Problem details: Gather every line in the entries below that contains the word "body", and copy each such line in full. Case counts.

Data in this exercise:
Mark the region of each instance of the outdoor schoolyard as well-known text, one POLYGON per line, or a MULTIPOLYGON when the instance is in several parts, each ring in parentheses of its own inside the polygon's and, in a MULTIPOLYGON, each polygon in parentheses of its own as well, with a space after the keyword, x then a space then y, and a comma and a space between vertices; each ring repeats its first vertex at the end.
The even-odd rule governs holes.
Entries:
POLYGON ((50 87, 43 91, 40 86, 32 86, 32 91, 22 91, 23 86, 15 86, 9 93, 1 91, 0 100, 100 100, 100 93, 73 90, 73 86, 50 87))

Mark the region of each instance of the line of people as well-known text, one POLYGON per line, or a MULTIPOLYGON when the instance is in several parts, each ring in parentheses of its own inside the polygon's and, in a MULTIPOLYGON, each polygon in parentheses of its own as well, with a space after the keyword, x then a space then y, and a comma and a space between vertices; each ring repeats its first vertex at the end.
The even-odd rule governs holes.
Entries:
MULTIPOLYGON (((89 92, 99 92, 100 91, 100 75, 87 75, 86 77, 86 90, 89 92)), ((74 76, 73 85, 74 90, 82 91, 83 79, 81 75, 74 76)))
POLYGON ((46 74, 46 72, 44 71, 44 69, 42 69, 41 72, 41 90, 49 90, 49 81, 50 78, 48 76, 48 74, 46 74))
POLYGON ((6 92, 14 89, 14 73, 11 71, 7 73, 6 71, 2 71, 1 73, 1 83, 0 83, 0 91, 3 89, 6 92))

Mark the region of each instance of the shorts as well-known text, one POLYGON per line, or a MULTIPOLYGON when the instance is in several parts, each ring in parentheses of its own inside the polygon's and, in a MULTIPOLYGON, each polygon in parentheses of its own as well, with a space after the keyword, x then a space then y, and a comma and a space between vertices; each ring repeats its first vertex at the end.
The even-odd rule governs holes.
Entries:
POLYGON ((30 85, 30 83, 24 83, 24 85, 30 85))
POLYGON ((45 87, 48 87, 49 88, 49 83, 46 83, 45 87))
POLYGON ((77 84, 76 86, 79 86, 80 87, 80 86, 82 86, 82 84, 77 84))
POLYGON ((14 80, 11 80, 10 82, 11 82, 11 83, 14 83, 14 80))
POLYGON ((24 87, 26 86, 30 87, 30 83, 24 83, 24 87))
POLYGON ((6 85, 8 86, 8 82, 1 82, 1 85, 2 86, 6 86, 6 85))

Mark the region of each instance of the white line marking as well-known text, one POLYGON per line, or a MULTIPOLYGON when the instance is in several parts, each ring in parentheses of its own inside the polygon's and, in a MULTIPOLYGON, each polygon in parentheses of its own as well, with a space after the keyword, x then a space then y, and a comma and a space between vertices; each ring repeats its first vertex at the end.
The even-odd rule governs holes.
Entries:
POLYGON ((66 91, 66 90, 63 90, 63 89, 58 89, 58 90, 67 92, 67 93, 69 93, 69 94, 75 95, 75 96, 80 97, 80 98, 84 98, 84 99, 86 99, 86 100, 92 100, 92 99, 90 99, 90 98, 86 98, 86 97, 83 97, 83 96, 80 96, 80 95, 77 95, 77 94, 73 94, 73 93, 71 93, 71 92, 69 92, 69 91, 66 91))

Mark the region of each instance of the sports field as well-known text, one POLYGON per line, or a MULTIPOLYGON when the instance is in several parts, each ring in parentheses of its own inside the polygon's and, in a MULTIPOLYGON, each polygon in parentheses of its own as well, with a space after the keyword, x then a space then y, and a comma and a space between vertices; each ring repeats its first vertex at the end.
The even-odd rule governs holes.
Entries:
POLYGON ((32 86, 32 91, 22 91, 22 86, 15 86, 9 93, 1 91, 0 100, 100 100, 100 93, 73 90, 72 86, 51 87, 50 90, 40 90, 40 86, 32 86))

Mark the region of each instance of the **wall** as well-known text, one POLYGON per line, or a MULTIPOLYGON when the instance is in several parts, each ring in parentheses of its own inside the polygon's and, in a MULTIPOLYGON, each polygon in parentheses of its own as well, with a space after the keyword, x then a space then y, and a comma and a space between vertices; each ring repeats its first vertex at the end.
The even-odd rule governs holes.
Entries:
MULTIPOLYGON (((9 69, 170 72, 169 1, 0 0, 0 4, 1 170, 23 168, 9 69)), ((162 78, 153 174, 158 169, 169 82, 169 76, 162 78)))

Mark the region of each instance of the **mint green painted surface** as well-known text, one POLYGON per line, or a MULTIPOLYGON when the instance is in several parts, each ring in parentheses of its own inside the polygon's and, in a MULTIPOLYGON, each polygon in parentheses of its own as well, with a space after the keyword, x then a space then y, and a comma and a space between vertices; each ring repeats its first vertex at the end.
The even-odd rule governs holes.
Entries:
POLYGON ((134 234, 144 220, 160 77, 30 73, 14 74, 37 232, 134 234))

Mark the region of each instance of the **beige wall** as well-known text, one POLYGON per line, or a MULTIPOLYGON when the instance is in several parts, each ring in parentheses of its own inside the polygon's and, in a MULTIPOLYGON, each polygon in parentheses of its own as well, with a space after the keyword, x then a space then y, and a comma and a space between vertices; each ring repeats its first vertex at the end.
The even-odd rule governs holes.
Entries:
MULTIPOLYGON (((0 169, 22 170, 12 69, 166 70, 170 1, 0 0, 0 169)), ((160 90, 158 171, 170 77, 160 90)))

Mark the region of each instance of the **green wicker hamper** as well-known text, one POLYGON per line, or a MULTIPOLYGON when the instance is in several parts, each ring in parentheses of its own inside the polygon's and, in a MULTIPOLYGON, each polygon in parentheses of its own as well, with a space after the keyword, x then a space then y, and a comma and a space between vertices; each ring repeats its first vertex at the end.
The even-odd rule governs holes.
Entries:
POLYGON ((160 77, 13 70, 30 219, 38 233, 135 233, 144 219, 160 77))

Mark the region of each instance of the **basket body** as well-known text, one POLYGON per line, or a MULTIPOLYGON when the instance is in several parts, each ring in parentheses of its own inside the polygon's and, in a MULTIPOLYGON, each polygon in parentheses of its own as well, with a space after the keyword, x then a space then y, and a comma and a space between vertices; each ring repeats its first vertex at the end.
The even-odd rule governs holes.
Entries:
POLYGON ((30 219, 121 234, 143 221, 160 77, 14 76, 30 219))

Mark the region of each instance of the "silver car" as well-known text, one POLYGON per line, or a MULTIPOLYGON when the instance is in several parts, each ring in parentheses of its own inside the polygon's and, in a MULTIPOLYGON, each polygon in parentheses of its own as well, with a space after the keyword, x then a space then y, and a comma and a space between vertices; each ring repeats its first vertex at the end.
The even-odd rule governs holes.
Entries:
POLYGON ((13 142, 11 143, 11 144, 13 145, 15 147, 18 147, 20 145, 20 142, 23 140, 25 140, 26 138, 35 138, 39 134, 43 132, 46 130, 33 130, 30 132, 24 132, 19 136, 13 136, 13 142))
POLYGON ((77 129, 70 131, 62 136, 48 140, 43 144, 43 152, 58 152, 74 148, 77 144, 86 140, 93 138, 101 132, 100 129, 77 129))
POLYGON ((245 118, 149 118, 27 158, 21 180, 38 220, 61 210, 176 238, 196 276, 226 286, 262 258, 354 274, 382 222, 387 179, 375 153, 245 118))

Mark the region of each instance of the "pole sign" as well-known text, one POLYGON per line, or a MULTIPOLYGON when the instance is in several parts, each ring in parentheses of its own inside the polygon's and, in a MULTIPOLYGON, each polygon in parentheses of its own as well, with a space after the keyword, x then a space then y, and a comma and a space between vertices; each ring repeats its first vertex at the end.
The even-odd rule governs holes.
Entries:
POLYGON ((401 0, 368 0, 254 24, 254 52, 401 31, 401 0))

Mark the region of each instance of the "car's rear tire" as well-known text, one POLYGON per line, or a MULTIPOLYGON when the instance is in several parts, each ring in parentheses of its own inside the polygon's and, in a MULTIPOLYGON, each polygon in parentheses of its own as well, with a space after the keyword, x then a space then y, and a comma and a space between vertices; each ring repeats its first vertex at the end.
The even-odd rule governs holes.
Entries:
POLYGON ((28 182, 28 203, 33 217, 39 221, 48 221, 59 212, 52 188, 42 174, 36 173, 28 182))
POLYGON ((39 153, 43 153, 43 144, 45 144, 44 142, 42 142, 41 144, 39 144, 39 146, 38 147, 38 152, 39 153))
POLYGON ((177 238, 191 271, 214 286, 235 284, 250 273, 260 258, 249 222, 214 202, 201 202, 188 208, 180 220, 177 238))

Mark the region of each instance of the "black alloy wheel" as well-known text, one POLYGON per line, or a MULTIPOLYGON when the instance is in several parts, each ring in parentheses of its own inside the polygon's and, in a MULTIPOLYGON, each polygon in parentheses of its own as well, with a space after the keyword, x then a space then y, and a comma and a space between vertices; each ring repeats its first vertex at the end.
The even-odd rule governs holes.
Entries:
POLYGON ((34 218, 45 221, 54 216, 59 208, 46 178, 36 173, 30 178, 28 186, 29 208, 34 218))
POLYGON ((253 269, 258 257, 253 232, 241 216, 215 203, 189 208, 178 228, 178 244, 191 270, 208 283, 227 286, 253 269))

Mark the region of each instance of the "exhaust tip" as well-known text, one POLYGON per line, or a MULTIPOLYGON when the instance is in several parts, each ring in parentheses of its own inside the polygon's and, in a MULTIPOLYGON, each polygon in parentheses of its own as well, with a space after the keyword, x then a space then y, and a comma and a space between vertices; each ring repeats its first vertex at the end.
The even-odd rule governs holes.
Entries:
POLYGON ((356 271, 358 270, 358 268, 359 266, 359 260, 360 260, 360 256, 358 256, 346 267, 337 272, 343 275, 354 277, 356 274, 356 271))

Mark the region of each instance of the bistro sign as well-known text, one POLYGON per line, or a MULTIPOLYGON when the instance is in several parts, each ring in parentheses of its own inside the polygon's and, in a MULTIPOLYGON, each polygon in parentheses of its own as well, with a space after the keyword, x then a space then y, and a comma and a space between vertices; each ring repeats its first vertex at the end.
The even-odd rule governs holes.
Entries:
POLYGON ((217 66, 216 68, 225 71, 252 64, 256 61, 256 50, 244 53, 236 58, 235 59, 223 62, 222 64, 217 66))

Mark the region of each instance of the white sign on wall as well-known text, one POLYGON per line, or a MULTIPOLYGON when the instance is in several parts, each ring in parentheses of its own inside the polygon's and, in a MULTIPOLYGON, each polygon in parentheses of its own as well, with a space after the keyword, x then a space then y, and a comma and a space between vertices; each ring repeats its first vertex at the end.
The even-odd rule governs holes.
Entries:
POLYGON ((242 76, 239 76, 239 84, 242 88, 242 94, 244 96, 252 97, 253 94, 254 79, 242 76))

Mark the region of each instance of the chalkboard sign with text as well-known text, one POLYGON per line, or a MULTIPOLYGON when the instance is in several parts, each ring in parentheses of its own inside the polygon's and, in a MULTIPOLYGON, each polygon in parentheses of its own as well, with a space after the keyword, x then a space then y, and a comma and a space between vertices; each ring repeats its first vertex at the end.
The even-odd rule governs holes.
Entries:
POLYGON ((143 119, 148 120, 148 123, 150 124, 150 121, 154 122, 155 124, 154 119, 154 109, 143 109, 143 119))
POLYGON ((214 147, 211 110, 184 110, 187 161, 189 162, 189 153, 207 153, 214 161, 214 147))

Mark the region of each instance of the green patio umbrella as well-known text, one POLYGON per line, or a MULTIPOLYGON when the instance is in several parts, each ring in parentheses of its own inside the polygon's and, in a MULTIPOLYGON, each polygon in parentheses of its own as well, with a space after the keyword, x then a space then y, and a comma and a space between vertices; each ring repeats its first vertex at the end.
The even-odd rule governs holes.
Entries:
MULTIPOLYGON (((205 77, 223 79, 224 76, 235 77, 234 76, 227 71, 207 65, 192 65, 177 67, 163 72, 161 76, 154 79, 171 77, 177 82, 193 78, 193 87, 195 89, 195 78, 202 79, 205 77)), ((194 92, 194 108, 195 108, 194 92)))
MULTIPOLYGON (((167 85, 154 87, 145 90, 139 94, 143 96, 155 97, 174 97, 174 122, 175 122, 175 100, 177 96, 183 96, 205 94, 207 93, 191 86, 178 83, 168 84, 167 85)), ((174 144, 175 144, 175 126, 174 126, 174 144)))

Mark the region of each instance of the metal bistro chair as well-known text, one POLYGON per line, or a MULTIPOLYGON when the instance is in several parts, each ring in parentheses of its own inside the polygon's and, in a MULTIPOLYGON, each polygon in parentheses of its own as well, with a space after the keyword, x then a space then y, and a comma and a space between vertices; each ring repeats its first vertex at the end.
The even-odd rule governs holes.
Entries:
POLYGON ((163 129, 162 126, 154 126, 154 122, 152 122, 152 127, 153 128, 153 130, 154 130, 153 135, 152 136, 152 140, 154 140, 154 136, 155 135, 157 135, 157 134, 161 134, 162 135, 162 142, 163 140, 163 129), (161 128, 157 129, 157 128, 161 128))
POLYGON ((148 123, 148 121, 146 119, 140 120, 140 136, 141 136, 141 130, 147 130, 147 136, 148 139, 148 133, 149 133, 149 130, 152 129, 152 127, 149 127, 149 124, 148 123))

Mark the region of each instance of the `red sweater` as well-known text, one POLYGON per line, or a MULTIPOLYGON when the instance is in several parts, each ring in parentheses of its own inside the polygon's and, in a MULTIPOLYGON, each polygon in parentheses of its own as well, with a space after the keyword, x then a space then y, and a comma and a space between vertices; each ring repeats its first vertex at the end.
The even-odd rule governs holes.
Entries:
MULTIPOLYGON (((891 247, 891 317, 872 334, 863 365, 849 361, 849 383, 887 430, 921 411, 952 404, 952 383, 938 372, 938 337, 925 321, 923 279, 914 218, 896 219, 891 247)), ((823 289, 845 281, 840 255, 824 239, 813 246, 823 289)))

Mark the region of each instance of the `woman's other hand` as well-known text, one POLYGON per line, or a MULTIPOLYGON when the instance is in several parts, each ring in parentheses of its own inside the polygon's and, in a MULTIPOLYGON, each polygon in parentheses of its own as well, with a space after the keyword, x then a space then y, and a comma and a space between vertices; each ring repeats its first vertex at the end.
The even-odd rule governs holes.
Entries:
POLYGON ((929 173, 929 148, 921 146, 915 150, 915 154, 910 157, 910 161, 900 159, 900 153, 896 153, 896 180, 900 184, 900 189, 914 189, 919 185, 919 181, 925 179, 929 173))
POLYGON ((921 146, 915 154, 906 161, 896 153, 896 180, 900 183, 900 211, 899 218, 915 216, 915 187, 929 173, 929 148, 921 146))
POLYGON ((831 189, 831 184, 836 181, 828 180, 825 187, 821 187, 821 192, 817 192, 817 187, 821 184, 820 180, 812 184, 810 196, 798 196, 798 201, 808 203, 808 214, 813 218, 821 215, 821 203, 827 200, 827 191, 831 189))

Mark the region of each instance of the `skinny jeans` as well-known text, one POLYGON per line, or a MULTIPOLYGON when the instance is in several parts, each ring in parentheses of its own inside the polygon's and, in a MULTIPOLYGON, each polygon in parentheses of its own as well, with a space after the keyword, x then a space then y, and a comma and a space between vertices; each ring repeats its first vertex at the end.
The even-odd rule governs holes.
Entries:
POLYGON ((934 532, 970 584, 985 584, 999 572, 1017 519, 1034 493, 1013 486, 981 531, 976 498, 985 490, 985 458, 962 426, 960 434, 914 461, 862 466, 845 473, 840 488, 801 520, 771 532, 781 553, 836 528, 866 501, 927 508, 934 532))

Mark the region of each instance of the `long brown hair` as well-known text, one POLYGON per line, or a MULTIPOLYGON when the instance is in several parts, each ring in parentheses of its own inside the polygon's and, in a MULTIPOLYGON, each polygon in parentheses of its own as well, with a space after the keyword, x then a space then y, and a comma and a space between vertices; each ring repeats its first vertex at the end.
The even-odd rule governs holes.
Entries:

Answer to the exercise:
Mark the region of each instance of the **basket body** as well-known text, one POLYGON per line, or a MULTIPOLYGON when the instance is in several parts, each ring in parentheses of its own inside the polygon's and, in a MULTIPOLYGON, each polygon in parentheses of its own as well, with a space after the keyword, x then a space then y, and a comma and a space between vertices; each ring repeats its first vertex at the end.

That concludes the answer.